» **TEXTE FOURNI**:
'''

En résumé voici ce que nous dit Alain Badiou. Il reconnaît, comme je le fais lorsque je "coache" un speaker TEDx, l'importance de l'affect. Mais comme lui, je pense que l'affect ne peut conduire seul notre réflexion. Et voici pourquoi (le texte en italique est de moi !):
  1. L'affect conduit à prendre des mesures inutiles et inacceptables. L'Etat d'urgence n'est pas inutile mais pourquoi n'a-t-on pas appliqué nos lois plus tôt ? Pourquoi les juges sont-ils hors du coup ?
  2. L'affect renforce les pulsions identitaires. Le resserrement naturel de la famille en cas de coup dur conduit à faire de l'étranger un bouc-émissaire alors qu'il nous faudrait du discernement, de l'intelligence et des alliances pour vaincre. La vengeance risque remplacer la Justice or ne voudrions-nous pas démontrer que nos valeurs démocratiques valent la peine d'être défendues ?
  3. L'affect conduit à ce que les meurtriers souhaitent faire: occuper toute la scène et créer un "sujet obscur déprimé et vengeur" comme Baader-Meinhof et Ben Laden l'ont réussi autrefois.
Ne rien laisser dans le registre de l'impensable

J'ai bien aimé cette phrase. L'affect nous fait adhérer à une position donnée par l'émotion. C'est naturel. Il nous dispose à l'action et c'est bien. Je le dis à mes intervenants, c'est cette adhésion qui prédispose à bouger et à créer. Souvent les discours sont lénifiants car il n'y a aucune action. Mais là, les événements préparent l'adhésion de la grande majorité. Raison de plus pour ne pas faire n'importe quoi, raison de plus pour nos gouvernants de réfléchir vite et bien à la nature de cette action et à sa profondeur.

'''

(Données extraites d'une collection)
'''

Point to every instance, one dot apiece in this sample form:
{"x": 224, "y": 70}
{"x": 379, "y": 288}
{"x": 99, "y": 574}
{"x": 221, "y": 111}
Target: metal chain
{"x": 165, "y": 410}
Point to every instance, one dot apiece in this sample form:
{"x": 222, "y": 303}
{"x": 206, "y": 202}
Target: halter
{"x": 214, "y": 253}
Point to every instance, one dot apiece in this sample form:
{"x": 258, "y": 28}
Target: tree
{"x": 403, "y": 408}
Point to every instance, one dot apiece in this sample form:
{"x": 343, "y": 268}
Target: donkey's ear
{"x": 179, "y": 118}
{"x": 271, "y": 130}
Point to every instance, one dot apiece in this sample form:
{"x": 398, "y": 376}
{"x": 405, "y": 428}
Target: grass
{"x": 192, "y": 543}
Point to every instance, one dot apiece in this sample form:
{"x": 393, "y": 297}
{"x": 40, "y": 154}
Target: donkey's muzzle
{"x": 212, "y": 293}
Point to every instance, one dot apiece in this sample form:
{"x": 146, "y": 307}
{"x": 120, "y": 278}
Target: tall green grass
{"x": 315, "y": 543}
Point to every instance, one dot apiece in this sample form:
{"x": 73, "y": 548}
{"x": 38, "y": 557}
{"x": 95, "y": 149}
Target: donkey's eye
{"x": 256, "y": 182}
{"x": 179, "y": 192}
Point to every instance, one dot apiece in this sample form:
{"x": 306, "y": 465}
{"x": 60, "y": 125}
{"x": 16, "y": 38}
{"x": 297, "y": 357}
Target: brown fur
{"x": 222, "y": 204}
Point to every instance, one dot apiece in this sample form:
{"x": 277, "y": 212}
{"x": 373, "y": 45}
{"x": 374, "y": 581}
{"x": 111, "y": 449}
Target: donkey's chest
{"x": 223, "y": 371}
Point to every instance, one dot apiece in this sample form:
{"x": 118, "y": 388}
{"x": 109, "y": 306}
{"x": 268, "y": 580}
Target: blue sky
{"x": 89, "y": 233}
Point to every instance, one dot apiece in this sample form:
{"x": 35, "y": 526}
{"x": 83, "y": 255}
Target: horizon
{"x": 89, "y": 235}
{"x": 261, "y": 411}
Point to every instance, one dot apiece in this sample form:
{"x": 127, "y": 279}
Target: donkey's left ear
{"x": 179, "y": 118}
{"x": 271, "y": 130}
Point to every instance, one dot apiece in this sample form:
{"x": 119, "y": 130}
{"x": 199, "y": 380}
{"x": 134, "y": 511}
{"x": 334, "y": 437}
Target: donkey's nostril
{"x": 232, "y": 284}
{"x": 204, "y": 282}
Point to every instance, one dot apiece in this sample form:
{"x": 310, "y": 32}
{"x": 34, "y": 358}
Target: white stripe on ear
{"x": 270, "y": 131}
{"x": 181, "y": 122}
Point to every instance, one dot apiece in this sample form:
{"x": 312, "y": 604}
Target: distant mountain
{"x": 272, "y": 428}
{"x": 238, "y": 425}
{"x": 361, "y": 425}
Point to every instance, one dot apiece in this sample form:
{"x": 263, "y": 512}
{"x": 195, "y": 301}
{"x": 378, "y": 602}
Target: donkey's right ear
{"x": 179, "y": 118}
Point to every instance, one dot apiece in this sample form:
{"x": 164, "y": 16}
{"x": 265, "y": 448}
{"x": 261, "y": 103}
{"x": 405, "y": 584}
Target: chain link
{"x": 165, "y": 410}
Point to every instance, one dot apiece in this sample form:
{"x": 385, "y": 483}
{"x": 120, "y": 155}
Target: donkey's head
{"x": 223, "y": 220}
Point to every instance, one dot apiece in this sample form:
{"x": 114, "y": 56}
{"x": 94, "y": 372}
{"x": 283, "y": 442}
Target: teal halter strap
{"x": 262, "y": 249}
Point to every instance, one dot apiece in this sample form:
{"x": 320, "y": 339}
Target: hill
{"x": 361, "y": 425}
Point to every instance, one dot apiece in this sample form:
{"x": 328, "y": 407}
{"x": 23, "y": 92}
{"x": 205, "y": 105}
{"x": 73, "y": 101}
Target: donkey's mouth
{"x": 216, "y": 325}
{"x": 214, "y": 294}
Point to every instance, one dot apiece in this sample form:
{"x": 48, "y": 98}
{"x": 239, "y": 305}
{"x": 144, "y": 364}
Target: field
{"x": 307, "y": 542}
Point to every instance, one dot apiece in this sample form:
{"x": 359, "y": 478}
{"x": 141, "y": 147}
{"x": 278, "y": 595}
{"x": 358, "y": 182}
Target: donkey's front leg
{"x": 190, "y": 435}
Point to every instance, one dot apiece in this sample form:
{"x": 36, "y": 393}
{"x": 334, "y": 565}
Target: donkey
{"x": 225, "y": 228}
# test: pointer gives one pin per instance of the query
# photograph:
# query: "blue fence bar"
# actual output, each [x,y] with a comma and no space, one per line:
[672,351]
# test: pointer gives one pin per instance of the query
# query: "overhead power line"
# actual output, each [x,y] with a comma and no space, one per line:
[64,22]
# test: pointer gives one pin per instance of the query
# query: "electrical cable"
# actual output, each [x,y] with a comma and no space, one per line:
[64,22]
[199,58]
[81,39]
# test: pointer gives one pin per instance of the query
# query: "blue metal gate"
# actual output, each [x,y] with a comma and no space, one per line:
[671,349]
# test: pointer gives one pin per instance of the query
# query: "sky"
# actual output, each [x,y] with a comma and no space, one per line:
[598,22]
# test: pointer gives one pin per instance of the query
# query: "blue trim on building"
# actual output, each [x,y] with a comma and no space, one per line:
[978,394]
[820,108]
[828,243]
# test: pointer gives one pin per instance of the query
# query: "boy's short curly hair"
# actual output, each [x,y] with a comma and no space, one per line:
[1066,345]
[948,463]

'''

» **TRAVAIL À FAIRE**: Recopiez sans rien modifier le passage du texte sur l'affect situé entre « J'ai bien aimé » et « à sa profondeur. », ces deux passages compris.

» **CORRIGÉ**:
J'ai bien aimé cette phrase. L'affect nous fait adhérer à une position donnée par l'émotion. C'est naturel. Il nous dispose à l'action et c'est bien. Je le dis à mes intervenants, c'est cette adhésion qui prédispose à bouger et à créer. Souvent les discours sont lénifiants car il n'y a aucune action. Mais là, les événements préparent l'adhésion de la grande majorité. Raison de plus pour ne pas faire n'importe quoi, raison de plus pour nos gouvernants de réfléchir vite et bien à la nature de cette action et à sa profondeur.